Activity: Once the line with "Every instance of the snake eye" is found in the entries below, print it and each following line exactly, stopping after the line with "Every instance of the snake nostril"; print nothing else.

Data shown Start Marker

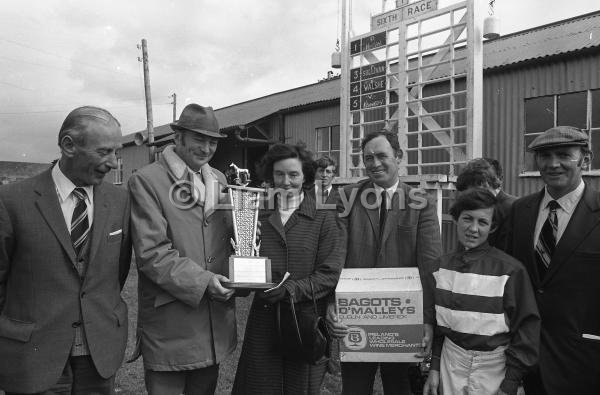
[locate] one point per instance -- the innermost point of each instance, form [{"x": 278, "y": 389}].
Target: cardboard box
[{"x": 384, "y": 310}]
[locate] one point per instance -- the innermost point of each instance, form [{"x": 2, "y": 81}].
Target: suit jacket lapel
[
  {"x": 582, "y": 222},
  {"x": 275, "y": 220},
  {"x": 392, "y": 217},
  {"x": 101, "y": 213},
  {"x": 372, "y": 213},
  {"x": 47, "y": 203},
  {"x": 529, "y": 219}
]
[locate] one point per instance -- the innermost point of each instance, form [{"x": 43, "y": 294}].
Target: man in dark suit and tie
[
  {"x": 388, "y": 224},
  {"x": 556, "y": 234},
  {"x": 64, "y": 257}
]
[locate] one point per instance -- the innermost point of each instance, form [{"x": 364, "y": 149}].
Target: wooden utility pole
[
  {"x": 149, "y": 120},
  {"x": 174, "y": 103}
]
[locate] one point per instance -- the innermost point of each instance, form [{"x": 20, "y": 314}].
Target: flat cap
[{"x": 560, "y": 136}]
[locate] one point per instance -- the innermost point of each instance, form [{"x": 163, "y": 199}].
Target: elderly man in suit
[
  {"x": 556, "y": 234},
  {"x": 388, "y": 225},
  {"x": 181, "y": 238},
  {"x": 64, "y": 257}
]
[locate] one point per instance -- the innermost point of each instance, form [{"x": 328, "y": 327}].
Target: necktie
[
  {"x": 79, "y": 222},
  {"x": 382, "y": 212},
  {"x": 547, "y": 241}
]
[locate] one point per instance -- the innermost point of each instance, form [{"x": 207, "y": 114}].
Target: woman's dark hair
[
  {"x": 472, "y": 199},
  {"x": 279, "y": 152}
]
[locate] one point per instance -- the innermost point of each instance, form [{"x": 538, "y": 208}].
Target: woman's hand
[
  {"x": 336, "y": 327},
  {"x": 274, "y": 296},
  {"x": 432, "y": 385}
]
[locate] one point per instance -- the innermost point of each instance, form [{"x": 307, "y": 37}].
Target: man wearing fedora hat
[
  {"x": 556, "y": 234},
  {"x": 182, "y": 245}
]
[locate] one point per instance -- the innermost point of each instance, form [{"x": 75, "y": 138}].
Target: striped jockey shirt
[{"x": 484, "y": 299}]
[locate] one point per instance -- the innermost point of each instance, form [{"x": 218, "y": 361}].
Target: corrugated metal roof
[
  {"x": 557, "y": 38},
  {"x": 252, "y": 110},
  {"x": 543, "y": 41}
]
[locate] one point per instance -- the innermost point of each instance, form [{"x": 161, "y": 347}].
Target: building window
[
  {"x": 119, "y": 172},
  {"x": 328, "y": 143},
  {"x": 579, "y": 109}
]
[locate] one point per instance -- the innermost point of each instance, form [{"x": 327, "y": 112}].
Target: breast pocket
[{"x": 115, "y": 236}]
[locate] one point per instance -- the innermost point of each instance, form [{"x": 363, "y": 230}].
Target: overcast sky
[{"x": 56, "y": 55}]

Data shown End Marker
Data shown Start Marker

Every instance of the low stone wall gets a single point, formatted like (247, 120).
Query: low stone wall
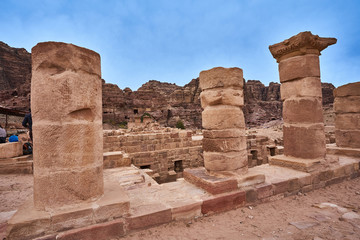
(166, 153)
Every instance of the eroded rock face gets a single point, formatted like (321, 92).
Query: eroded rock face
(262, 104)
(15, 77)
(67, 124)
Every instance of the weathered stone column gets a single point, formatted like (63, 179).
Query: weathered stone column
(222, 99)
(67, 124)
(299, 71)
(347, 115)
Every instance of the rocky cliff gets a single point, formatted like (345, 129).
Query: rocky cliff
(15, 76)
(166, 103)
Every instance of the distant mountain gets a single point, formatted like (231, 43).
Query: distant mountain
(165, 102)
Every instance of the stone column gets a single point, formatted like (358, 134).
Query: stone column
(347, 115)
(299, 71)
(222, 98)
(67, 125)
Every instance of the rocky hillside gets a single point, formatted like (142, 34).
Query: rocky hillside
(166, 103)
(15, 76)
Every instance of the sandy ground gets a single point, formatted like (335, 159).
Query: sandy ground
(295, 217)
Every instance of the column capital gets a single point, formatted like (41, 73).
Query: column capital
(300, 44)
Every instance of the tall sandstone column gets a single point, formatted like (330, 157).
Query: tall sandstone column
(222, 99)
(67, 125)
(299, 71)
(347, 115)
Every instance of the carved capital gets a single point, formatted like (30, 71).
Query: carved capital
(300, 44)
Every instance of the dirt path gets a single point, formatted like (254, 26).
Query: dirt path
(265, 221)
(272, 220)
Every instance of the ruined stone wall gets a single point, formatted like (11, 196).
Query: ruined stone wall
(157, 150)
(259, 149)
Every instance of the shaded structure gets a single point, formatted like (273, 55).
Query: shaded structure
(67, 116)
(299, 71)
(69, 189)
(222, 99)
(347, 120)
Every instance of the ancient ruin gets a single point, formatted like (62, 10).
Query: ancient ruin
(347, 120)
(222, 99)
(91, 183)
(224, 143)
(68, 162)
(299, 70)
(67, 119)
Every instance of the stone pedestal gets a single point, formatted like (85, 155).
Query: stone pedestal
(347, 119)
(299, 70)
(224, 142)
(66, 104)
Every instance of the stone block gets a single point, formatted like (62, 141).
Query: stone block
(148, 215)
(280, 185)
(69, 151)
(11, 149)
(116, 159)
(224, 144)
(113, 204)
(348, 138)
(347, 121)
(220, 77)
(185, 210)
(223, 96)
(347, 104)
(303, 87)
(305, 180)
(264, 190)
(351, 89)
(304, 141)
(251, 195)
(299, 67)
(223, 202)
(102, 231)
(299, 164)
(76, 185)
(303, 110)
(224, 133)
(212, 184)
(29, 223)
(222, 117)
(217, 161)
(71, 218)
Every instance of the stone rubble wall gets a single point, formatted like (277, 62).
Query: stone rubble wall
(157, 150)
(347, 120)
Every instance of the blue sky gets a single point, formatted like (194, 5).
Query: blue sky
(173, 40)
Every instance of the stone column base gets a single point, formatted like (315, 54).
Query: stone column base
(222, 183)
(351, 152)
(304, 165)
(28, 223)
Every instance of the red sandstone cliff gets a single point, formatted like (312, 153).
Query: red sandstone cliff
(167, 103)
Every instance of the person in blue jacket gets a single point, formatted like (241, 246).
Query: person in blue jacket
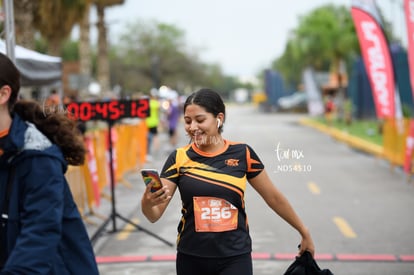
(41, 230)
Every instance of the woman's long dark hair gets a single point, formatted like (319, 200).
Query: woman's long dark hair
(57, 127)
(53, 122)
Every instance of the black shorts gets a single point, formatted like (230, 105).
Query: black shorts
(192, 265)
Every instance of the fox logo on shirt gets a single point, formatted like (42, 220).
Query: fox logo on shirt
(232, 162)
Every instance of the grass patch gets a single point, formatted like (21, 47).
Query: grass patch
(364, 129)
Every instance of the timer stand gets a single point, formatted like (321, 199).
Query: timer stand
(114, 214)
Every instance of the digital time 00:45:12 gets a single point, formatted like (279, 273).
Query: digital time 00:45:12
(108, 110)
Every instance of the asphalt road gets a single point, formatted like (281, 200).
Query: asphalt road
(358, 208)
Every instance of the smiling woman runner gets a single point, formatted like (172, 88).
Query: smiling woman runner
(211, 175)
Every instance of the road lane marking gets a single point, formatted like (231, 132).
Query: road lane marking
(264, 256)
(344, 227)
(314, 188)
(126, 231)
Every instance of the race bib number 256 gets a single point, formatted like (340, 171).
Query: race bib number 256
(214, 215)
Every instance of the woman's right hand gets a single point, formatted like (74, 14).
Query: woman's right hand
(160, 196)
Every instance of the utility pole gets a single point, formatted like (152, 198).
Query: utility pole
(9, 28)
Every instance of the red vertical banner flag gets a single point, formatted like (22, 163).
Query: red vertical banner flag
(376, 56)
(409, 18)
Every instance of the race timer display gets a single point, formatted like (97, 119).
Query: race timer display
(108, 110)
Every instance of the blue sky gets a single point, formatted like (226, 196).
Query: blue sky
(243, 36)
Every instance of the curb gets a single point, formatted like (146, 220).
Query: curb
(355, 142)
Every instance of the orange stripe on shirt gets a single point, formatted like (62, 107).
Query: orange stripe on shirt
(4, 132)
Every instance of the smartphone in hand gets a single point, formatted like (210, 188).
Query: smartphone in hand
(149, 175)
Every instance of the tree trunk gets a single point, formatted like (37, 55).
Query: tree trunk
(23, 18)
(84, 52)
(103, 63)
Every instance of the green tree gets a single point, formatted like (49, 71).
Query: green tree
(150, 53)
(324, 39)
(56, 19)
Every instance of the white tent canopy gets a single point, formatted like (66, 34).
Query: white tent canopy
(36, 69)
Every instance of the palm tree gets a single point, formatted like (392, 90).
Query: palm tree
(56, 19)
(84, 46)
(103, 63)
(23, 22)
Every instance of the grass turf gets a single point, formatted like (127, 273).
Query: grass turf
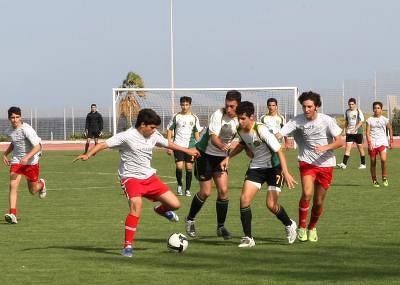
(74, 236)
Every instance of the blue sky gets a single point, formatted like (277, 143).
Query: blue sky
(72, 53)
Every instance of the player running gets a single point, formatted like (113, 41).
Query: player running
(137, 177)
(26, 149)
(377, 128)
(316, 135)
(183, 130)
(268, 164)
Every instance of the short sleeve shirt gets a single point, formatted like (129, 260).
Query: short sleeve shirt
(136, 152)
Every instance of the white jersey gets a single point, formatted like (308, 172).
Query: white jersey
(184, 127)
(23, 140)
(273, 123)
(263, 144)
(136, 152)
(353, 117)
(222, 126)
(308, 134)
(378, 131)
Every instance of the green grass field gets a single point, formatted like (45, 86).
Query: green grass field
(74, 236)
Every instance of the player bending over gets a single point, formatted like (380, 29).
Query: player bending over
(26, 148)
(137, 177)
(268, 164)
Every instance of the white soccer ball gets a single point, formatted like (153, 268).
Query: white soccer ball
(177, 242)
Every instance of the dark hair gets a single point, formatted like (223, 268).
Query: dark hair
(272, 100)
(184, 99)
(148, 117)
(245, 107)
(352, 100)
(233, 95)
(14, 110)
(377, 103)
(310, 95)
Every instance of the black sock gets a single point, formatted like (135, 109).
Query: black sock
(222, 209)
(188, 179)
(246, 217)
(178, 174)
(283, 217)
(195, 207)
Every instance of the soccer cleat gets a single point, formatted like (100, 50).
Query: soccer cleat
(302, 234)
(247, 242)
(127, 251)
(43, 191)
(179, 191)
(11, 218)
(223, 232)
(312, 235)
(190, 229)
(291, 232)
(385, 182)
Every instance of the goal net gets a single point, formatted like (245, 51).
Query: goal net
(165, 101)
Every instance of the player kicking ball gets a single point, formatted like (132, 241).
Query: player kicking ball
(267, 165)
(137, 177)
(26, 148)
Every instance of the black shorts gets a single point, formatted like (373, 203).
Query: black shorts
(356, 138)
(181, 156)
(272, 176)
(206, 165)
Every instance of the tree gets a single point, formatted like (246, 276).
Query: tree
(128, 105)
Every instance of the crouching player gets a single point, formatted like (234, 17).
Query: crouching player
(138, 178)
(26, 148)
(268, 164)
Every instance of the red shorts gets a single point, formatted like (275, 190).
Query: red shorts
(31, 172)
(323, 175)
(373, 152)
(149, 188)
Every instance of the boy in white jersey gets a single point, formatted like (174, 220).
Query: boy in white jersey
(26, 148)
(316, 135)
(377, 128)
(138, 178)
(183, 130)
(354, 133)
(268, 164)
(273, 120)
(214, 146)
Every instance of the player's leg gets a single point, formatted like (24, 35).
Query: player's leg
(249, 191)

Data shown End Marker
Data shown Start Marker

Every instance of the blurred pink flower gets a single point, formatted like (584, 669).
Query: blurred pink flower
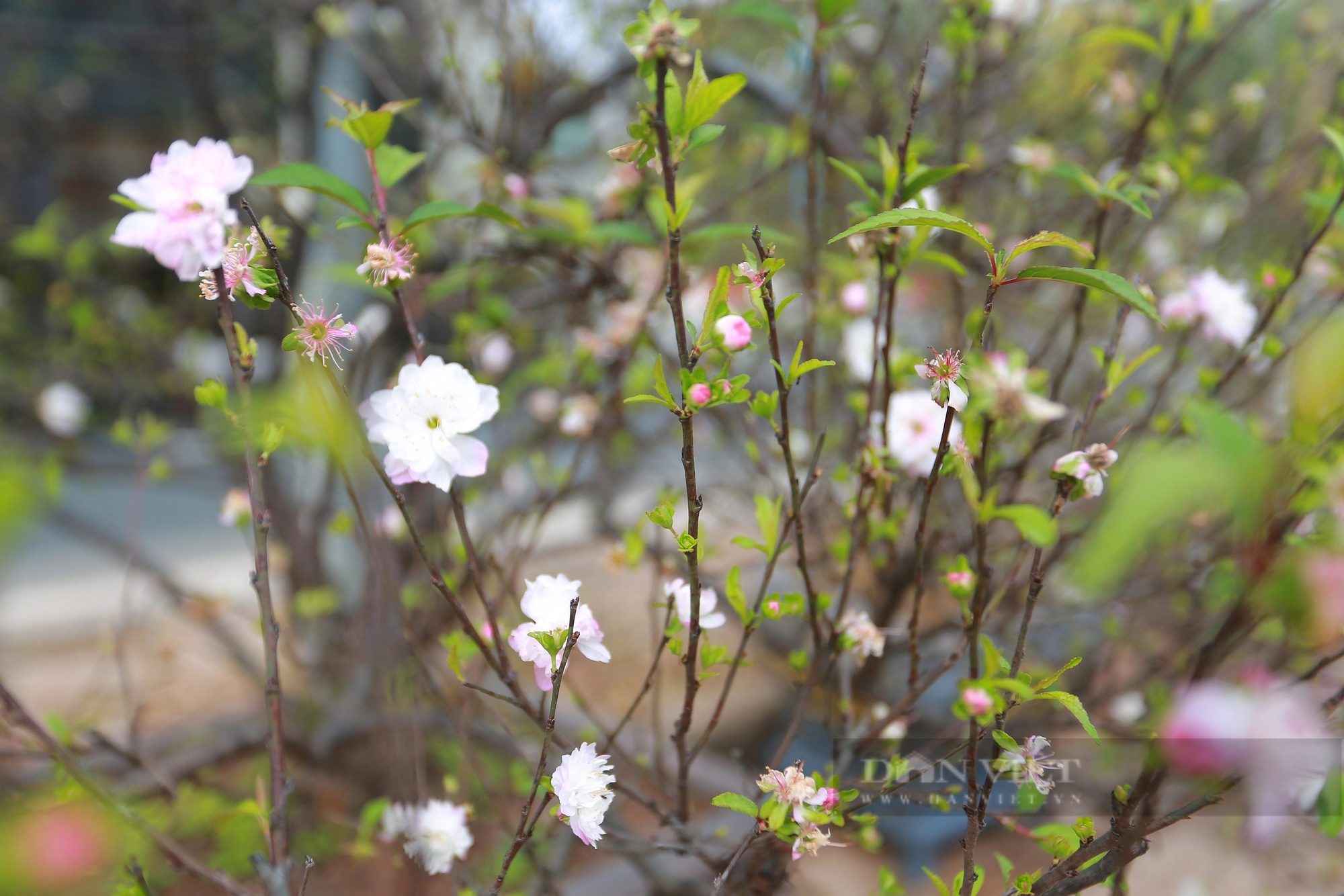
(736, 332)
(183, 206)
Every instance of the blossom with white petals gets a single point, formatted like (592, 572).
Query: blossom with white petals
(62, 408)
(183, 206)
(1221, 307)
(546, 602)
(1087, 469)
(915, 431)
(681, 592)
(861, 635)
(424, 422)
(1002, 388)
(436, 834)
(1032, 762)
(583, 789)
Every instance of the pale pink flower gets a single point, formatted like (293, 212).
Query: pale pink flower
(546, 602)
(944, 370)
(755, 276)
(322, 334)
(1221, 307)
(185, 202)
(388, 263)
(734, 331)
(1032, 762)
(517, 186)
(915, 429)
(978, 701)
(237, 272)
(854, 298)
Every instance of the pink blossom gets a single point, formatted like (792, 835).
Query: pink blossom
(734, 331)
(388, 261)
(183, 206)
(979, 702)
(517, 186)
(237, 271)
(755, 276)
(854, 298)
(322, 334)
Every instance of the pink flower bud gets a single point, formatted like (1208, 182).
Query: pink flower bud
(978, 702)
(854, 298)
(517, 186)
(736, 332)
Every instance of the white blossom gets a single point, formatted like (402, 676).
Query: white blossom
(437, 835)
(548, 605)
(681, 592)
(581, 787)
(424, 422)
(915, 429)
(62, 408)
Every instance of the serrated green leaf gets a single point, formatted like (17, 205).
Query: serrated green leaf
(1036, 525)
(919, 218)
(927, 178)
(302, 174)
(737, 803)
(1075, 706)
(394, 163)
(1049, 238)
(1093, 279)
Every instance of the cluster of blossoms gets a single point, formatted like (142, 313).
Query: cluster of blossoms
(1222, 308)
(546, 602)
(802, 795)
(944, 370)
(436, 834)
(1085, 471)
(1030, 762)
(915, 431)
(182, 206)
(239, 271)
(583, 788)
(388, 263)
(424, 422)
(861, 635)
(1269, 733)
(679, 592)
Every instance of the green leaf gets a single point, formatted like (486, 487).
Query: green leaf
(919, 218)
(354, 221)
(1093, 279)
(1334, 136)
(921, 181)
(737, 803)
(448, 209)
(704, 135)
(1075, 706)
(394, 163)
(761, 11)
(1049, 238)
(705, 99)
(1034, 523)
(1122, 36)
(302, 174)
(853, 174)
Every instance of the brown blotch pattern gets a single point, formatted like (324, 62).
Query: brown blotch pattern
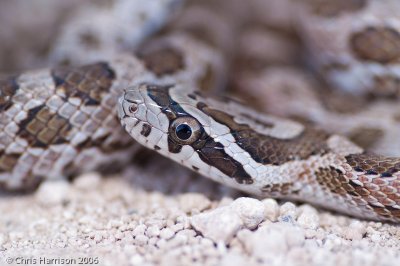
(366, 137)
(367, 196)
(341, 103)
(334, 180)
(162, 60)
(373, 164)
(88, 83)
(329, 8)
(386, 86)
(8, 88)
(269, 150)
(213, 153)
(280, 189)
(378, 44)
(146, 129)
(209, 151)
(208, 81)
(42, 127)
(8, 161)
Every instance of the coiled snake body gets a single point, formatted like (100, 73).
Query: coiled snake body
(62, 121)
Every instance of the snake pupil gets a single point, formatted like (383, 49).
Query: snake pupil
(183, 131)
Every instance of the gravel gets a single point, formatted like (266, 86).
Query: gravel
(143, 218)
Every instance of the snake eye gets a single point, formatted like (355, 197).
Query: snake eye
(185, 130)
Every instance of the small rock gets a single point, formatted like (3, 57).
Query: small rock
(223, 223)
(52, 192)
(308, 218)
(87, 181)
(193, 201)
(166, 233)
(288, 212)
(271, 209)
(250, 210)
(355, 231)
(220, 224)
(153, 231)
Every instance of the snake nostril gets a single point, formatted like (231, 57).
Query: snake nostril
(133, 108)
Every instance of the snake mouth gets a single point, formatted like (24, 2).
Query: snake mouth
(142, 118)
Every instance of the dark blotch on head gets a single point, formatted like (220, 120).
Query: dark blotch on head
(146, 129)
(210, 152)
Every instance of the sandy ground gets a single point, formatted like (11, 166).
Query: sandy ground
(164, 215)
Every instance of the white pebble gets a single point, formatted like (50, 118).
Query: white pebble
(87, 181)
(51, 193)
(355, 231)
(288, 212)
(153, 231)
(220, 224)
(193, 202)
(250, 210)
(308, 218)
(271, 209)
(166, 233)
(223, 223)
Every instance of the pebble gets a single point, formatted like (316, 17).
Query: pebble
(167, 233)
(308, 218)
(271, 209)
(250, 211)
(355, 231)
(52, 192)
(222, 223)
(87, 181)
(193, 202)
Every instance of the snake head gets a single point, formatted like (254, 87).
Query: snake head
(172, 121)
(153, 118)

Data shown End Marker

Answer box:
Every instance of the snake eye gets a single point, formatted like (355, 197).
Query: snake eye
(185, 130)
Every instance of the small rock gets a single point, formatted like (3, 57).
Query: small rock
(223, 223)
(52, 192)
(308, 218)
(87, 181)
(193, 201)
(166, 233)
(288, 212)
(271, 209)
(250, 210)
(355, 231)
(220, 224)
(153, 231)
Every instance of the snake nostril gets a single point, formatted like (231, 57).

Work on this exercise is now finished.